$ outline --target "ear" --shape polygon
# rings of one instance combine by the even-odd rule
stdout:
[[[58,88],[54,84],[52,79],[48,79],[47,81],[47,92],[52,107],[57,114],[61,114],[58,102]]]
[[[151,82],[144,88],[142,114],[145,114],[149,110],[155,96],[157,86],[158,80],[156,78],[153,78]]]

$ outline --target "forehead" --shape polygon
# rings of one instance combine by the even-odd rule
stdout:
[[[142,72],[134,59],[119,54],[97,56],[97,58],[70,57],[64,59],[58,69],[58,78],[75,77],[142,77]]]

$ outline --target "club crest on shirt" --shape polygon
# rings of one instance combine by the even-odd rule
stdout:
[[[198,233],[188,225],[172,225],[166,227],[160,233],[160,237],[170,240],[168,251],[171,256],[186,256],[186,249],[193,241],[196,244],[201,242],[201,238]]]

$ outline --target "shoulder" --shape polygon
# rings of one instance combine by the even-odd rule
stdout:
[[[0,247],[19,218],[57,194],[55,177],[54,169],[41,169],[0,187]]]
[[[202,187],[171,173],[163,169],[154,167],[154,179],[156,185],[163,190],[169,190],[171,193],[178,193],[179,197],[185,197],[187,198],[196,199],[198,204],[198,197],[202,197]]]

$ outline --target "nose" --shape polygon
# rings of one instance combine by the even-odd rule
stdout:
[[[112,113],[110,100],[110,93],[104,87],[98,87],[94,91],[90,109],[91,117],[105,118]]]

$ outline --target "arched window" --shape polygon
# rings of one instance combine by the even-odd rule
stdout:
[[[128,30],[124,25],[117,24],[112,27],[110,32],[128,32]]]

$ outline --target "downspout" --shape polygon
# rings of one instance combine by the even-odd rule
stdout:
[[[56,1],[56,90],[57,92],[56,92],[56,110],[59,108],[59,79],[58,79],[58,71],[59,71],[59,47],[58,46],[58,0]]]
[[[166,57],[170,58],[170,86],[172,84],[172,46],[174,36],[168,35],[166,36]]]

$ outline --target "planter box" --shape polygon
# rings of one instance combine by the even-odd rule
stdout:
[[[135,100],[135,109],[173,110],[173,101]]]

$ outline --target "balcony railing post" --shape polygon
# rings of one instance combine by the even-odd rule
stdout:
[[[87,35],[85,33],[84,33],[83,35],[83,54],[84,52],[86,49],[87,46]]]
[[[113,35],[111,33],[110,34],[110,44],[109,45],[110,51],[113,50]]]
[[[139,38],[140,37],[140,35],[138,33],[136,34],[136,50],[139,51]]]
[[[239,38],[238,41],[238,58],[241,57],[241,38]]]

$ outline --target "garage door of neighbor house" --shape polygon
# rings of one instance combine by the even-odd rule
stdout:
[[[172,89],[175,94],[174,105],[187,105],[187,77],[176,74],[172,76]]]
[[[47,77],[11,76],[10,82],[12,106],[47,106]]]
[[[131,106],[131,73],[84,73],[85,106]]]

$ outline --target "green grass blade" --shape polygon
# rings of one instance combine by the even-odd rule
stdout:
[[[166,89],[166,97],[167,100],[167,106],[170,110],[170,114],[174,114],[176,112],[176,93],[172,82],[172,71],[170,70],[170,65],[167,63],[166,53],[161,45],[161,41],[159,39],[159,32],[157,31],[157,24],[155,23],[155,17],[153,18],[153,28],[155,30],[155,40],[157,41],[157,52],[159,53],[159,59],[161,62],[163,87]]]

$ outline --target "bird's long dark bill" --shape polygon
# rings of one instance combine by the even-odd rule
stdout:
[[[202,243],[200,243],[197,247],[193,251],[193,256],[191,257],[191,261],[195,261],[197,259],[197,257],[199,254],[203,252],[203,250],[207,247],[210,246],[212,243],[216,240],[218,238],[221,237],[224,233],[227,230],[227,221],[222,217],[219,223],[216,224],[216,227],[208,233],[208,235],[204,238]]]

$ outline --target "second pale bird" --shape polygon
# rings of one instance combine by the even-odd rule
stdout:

» **STATED PROBLEM**
Locate each line in the data above that contains the word "bird" and copy it out.

» **SOLUTION FOR THIS TASK**
$ outline --target "bird's long dark bill" --shape polygon
$ outline --target "second pale bird" --shape polygon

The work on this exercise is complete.